* **MATERIAL FOR THE TASK**:
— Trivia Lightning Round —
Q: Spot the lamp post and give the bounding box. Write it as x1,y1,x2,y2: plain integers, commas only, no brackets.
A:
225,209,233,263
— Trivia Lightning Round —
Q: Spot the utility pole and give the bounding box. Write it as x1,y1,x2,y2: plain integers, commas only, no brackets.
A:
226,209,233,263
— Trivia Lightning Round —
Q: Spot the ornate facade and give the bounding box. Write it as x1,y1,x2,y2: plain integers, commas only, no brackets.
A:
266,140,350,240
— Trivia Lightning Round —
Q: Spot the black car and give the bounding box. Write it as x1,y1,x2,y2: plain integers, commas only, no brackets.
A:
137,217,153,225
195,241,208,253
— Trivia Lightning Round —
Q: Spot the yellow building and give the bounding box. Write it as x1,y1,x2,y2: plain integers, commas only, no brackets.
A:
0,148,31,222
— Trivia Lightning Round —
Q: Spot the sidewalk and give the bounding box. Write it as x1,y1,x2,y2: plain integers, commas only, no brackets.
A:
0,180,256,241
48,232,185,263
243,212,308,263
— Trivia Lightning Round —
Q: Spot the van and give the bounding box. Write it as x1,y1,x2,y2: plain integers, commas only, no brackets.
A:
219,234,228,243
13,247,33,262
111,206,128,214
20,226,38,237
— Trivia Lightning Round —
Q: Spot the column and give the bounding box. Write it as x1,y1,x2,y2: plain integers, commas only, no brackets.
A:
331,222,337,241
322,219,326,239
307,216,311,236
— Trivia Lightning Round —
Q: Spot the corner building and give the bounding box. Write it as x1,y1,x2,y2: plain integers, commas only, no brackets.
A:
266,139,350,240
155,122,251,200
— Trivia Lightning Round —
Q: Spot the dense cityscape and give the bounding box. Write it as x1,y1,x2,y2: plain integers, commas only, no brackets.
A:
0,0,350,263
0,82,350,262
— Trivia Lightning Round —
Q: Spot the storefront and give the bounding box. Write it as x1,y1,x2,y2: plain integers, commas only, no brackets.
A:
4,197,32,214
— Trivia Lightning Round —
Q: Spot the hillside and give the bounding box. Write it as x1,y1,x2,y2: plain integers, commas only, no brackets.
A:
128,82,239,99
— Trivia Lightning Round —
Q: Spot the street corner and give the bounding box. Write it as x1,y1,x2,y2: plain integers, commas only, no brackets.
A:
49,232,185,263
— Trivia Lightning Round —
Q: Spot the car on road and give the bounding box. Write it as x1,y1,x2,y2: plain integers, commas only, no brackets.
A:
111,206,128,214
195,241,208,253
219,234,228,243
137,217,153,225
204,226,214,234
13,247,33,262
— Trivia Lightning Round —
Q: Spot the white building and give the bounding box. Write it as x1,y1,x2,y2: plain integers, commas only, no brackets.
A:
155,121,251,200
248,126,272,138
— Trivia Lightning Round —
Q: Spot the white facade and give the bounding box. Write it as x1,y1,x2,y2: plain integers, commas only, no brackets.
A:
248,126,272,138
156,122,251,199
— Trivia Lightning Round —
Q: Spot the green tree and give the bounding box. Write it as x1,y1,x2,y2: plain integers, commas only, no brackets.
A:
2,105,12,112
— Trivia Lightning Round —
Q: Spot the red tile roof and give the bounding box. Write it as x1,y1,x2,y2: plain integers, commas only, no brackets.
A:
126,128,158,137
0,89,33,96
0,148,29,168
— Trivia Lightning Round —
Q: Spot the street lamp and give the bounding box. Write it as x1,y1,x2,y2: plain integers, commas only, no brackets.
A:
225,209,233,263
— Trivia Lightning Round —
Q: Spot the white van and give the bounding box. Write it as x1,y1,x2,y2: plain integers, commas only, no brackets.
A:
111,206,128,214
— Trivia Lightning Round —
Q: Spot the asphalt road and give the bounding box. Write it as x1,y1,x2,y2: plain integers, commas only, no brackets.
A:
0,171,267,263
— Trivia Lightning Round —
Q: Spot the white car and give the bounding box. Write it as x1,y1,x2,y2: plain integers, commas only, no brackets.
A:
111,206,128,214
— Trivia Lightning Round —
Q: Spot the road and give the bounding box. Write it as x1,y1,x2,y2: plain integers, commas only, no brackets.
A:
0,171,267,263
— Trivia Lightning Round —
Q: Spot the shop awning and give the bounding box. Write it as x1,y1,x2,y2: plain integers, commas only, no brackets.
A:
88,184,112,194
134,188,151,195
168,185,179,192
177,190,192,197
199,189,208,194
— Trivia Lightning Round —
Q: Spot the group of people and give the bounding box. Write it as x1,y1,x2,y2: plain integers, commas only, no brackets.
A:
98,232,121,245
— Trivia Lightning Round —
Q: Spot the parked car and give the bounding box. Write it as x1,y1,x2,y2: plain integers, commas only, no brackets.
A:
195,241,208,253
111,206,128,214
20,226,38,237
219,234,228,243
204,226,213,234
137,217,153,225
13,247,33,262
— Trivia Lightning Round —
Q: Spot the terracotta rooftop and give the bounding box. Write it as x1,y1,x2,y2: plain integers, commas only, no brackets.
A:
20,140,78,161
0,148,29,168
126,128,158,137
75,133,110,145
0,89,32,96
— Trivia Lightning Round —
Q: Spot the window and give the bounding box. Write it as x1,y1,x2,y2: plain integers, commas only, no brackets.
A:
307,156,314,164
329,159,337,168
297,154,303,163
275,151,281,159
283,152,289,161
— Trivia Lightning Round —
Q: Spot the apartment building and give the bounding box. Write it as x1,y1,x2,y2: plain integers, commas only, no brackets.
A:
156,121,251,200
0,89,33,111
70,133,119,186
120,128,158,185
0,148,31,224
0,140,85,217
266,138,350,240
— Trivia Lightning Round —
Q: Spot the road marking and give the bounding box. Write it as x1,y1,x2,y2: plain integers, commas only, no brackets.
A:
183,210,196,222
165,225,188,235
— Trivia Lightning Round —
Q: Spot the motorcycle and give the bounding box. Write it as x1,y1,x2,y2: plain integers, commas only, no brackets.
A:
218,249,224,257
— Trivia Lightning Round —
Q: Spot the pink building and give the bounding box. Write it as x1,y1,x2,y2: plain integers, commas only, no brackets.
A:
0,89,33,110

* **WRITTEN PROBLEM**: Write out the data again, exactly and in full.

* **WORKED ANSWER**:
— Trivia Lightning Round —
Q: Spot the lamp post and give the bounding box. Write it as x1,y1,x2,y2: plain integers, commas only, no brackets.
A:
225,209,233,263
— Trivia Lightning Round —
Q: Spot the utility pole and give the bounding box. Write it as x1,y1,x2,y2: plain integers, commas only, no brackets.
A:
226,209,233,263
— Trivia Lightning Round —
Q: Spot the ornate facade and give the bounding box. Write it as x1,y1,x2,y2: plain integers, commas only, no brackets.
A:
266,140,350,240
— Trivia Lightning Round —
Q: Spot the black car and give the bounding box. Write it as x1,y1,x2,y2: plain integers, commas only, no brackets.
A:
137,217,153,225
195,241,208,253
— Trivia Lightning Round —
Q: Spot the yellow building and give the bounding box. Write it as x1,y1,x2,y2: plain integers, commas only, no brackets.
A:
0,148,31,222
— Trivia Lightning Round —
Q: Spot the sidewalk and give the bounding box. Write it as x1,y1,x2,y2: plain integers, commas only, no brackets.
A:
0,180,256,241
48,232,185,263
243,212,308,263
— Trivia Lightning Round —
Q: Spot the van and give the bounding box. Write it as x1,y1,x2,y2: plain integers, commas only, no brackets.
A:
219,234,228,243
13,247,33,262
111,206,128,214
20,226,38,237
— Trivia Lightning Round —
Q: Spot the column and give the bounding box. Write it as x1,y1,x2,y2: plain integers, commas only, no brackets.
A:
331,222,337,241
322,219,326,239
307,216,311,236
— Trivia Lightning Round —
Q: Spot the corner building and give the bounding box. Write it as x1,y1,x2,y2: plain integers, commas only, no brackets.
A:
266,139,350,240
155,122,251,200
— Trivia Lightning Round —
Q: Spot the dense cityscape and give the bounding box. Write it as x1,y1,x2,y2: plain integers, commas only, no brackets.
A:
0,0,350,263
0,82,350,262
— Trivia Lightning Round —
Q: Spot the storefront and give the bounding box. Write it as x1,y1,x2,y2: plain integers, commas only, no brackets.
A:
4,197,32,214
— Trivia Lightning Round —
Q: Spot the hillside and give the bounding box. Write it as x1,y1,x2,y2: plain integers, commas only, no brackets.
A:
128,82,239,99
— Trivia Lightning Round —
Q: Spot the street corner and give the bounding box. Write it as x1,y1,x2,y2: plain integers, commas only, no brackets.
A:
49,232,185,263
— Trivia Lightning Round —
Q: Spot the car on road and give the bounding box. Write it as x1,y1,x2,y2: plain integers, commas only, no brackets.
A:
111,206,128,214
195,241,208,253
219,234,228,243
137,217,153,225
204,226,214,234
13,247,33,262
— Trivia Lightning Round —
Q: Spot the white building and give the bounding box. Write it as x1,y1,x2,y2: plain integers, commas only, no brackets.
A:
155,121,251,200
248,126,272,138
— Trivia Lightning Round —
Q: Spot the white facade and give the bounding box. Write it as x1,y1,x2,y2: plain integers, commas only, no brackets.
A:
248,126,272,138
156,122,251,199
— Trivia Lightning Round —
Q: Spot the green tree and give the bounding box. Write it as x1,y1,x2,y2: plain integers, commas only, no brackets.
A:
2,105,12,112
— Trivia Lightning Round —
Q: Spot the red tile roof and give the bounding box. Write it as x1,y1,x2,y2: plain integers, commas only, no brackets.
A:
126,128,158,137
0,89,33,96
0,148,29,168
— Trivia Lightning Round —
Q: Spot the street lamp and give the bounding box. Write it as x1,y1,x2,y2: plain integers, commas only, no brackets.
A:
225,209,233,263
— Trivia Lightning Round —
Q: Spot the white van and give the bounding box. Write it as x1,y1,x2,y2: plain integers, commas only, no brackets.
A:
111,206,128,214
— Trivia Lightning Round —
Q: Spot the asphalt road and give the bounding box. Write it as x1,y1,x2,y2: plain integers, commas only, no brackets.
A:
0,171,267,263
— Trivia Lightning Round —
Q: Spot the white car and give the bounding box. Write it as x1,y1,x2,y2: plain integers, commas only, no brackets.
A:
111,206,128,214
— Trivia Lightning Round —
Q: Spot the road and give the bounding box. Write it as x1,y1,x2,y2: plain integers, commas only, no brackets.
A:
0,171,267,263
— Trivia Lightning Round —
Q: Spot the shop awning and give the bounding box. Write it as x1,y1,x2,y2: plain integers, commas only, no brackets.
A:
88,184,112,194
134,188,151,195
168,185,179,192
177,190,192,197
199,189,208,194
— Trivia Lightning Round —
Q: Spot the group of people and give the bounding box. Write it as x1,y1,x2,y2: plain integers, commas only, no brackets.
A:
98,232,121,245
— Trivia Lightning Round —
Q: Spot the parked car and give the bounding box. Write it as x1,y1,x2,y2: plain integers, commas only, no brackets.
A:
195,241,208,253
111,206,128,214
20,226,38,237
219,234,228,243
204,226,213,234
137,217,153,225
13,247,33,262
— Trivia Lightning Round —
Q: Spot the terracotta rooftop and give the bounding box. Write it as x1,y1,x2,y2: plain integers, commas only, no brackets.
A:
20,140,78,161
0,148,29,168
126,128,158,137
75,133,110,145
0,89,32,96
— Trivia Lightning Round —
Q: Spot the window and give the bounding box. Write it as x1,y1,x2,y2: plain integers, commas only, no brackets.
A:
307,156,314,164
329,159,337,168
297,154,303,163
275,151,281,159
283,152,289,161
— Trivia Lightning Round —
Q: Spot the apartment building and give the bounding box. Write it as x1,y1,x2,y2: plain integers, commas only, no brackets.
A:
156,121,251,200
0,89,33,111
70,133,119,186
120,128,158,185
0,148,31,224
0,140,85,217
266,138,350,240
— Trivia Lightning Round —
Q: Spot the road marking and give the bounding box. Write it as x1,y1,x2,y2: plain integers, commas only, no brackets.
A:
183,210,196,222
165,225,188,235
— Trivia Lightning Round —
Q: Spot the motorcycle and give the bounding box. Write it as x1,y1,x2,y2: plain integers, commas only, no brackets.
A:
218,249,224,257
— Trivia Lightning Round —
Q: Spot the pink building and give the bounding box. Write it as x1,y1,x2,y2: plain integers, commas only, no brackets.
A:
0,89,33,110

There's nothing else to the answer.